_Required action_:
Check every line below for the word "positive" and show those that hold it.

_Working data_:
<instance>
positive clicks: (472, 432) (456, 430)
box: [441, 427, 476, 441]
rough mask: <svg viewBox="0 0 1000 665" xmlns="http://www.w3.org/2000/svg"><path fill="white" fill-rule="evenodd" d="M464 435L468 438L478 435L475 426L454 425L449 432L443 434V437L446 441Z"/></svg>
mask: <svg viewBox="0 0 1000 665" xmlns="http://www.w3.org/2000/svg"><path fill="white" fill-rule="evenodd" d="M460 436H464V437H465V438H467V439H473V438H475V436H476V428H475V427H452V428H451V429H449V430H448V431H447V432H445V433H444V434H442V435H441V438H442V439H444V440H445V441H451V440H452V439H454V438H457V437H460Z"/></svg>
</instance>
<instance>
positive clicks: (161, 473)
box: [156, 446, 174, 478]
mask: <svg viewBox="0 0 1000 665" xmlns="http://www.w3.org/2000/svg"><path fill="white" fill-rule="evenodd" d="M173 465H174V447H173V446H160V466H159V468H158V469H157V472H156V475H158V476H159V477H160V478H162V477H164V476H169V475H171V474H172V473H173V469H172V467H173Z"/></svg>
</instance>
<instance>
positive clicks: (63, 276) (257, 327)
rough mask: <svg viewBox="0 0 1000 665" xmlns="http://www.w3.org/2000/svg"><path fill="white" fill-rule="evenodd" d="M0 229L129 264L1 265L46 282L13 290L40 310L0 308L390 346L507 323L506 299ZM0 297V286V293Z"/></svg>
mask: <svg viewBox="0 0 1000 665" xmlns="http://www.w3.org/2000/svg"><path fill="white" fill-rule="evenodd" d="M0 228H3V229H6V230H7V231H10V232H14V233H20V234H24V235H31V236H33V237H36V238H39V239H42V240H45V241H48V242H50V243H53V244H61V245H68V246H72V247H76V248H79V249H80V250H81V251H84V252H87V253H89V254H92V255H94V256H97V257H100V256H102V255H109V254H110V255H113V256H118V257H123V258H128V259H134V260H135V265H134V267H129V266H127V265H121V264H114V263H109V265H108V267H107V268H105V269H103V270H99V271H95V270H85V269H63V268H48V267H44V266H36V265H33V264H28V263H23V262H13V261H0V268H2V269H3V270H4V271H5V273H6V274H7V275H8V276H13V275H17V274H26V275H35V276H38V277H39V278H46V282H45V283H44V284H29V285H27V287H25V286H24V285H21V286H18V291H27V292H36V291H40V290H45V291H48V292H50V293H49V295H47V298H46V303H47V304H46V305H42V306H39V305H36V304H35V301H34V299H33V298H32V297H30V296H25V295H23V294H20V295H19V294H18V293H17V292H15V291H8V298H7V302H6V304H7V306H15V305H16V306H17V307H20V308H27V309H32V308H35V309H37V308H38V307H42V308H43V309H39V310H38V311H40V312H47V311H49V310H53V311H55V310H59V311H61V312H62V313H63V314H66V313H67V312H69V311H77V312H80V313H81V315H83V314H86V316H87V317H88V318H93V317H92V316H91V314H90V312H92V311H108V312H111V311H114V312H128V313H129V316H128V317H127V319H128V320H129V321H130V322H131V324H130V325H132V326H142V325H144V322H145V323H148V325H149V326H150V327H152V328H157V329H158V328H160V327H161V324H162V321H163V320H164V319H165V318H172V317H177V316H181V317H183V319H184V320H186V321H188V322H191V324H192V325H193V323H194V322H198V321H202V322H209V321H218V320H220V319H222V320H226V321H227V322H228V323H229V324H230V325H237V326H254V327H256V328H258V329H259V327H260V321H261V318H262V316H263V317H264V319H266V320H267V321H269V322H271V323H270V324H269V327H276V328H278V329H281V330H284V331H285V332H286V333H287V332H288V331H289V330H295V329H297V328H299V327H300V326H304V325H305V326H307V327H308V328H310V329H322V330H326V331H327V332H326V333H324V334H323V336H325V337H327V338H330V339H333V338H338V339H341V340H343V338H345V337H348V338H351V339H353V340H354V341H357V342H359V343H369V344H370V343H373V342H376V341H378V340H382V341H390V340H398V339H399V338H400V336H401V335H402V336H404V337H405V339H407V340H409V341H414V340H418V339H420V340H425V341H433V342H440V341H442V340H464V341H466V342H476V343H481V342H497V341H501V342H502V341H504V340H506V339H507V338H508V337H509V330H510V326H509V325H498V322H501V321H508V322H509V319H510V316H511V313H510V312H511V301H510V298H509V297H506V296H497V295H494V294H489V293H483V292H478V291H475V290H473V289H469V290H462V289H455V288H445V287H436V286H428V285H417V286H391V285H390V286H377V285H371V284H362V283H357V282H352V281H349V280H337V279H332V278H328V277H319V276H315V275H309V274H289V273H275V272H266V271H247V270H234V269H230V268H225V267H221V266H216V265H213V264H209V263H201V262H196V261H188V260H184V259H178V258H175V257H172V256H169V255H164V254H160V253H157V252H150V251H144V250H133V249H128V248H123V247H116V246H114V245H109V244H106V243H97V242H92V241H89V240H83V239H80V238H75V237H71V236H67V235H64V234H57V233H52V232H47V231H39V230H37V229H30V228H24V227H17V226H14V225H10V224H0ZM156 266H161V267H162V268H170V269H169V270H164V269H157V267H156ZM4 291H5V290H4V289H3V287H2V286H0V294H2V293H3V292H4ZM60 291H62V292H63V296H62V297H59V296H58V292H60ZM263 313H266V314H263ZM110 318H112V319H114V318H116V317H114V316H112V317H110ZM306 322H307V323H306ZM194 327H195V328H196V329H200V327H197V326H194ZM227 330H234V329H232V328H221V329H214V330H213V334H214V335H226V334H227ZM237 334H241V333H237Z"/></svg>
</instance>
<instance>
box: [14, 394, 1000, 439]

_Exercise output_:
positive clicks: (472, 432) (456, 430)
positive clicks: (161, 473)
positive clicks: (63, 276) (257, 327)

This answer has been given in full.